TASK
The word "negative" may appear in some lines of the data; copy every such line.

+++ RECORDED DATA

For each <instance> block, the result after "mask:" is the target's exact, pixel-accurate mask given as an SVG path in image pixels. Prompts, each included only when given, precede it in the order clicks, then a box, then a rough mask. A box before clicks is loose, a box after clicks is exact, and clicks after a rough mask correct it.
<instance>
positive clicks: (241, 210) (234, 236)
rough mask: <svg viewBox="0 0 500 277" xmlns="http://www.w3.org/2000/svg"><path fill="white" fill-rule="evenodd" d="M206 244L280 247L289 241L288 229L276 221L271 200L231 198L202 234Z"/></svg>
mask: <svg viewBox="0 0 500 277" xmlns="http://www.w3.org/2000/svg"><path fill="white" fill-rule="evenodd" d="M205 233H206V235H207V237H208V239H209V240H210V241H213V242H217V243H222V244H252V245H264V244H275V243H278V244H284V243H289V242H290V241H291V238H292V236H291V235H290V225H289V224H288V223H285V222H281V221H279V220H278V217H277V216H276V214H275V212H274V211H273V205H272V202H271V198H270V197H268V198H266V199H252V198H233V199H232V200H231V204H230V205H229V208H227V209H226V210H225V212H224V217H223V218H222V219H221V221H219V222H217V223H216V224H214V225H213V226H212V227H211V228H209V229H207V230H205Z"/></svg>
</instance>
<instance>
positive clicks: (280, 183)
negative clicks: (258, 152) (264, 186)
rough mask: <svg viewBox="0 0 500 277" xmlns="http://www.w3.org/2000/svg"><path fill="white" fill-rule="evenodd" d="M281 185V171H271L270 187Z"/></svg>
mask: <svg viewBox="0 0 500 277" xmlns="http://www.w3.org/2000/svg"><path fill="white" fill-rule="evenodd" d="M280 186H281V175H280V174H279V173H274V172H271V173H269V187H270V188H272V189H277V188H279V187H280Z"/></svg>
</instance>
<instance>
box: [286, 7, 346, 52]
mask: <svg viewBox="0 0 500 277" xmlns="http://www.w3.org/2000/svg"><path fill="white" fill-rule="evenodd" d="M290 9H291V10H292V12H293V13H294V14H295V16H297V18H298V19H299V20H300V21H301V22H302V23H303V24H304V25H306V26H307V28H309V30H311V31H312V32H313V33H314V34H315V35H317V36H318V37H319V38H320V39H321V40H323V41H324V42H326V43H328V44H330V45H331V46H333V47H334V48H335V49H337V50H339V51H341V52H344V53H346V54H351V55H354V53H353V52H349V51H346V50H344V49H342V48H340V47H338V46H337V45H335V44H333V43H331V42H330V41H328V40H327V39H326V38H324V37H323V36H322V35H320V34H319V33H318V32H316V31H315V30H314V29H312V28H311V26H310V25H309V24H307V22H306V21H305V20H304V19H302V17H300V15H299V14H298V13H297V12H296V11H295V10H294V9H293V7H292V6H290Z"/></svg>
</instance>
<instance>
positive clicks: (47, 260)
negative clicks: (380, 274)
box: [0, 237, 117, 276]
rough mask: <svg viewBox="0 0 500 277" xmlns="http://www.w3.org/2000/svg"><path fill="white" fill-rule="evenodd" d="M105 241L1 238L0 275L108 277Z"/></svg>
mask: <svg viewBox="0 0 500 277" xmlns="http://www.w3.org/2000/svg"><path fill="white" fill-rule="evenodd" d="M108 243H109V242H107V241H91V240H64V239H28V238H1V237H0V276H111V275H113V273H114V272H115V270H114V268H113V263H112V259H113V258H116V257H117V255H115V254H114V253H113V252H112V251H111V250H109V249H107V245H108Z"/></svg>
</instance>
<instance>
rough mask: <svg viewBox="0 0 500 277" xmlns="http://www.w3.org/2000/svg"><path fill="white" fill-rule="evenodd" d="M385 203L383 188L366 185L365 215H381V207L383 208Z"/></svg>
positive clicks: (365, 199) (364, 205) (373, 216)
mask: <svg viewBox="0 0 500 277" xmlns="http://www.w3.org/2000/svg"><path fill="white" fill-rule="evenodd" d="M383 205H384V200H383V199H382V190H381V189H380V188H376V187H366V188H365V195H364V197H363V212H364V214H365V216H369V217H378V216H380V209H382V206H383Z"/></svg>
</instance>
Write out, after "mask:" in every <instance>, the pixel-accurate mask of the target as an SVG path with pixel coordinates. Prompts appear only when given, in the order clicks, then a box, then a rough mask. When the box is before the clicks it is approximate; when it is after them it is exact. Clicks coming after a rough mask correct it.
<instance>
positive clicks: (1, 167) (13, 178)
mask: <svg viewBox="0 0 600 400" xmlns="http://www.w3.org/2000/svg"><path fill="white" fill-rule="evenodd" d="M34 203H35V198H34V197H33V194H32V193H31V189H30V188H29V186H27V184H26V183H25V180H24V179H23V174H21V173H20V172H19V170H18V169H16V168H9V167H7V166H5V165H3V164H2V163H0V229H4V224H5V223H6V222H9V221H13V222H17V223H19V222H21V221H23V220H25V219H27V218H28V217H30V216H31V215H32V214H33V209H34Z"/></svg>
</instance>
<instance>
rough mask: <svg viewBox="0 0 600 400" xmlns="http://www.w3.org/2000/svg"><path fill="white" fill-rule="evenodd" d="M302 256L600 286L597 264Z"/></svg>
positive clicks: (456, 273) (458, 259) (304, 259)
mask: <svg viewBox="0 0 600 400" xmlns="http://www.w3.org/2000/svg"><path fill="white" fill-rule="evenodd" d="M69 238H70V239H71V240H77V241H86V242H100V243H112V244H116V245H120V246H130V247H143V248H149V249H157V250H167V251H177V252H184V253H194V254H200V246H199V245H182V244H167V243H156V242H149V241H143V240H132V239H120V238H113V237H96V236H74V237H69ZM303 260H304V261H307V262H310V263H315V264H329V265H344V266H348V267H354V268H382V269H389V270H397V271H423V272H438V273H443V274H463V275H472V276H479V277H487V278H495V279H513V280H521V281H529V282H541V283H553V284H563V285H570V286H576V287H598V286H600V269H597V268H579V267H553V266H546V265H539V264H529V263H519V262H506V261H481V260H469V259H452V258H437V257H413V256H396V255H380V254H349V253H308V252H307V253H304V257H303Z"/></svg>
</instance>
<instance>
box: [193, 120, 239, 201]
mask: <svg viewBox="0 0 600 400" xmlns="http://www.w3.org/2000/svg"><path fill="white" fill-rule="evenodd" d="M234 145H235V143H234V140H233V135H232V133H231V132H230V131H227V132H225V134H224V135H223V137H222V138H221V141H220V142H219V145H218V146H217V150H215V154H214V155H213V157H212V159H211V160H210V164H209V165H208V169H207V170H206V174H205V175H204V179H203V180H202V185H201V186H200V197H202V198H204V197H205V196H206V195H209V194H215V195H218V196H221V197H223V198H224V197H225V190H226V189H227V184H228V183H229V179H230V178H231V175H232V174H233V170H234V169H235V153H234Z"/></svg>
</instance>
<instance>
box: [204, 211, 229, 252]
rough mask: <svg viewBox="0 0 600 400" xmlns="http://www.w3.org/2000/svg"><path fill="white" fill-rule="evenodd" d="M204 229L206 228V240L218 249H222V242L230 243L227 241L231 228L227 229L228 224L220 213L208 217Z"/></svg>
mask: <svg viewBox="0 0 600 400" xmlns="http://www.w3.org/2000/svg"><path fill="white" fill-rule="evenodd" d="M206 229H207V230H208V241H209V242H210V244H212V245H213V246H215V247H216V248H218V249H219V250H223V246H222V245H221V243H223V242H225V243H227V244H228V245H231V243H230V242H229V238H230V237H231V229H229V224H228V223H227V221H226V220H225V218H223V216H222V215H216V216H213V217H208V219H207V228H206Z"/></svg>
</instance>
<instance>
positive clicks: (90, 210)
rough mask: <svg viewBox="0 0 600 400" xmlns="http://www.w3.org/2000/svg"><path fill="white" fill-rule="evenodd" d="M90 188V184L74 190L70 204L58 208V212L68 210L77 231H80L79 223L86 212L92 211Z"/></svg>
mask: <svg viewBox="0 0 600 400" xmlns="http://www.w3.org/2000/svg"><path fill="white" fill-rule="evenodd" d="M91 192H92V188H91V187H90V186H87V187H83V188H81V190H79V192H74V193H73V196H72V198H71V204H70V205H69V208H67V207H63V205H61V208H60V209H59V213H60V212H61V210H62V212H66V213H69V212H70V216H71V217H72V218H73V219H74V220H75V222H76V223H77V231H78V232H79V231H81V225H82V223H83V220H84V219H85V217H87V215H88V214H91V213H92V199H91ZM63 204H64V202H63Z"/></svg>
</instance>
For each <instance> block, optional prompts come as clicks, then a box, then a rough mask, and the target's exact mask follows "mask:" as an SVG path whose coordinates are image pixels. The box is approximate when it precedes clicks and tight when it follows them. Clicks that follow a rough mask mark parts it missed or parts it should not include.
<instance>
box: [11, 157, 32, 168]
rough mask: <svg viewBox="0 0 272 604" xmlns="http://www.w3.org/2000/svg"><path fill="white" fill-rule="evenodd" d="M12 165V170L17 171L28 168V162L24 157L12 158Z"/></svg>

++++++

COMPLETED EXERCISE
negative clicks: (258, 152) (264, 186)
negative clicks: (380, 274)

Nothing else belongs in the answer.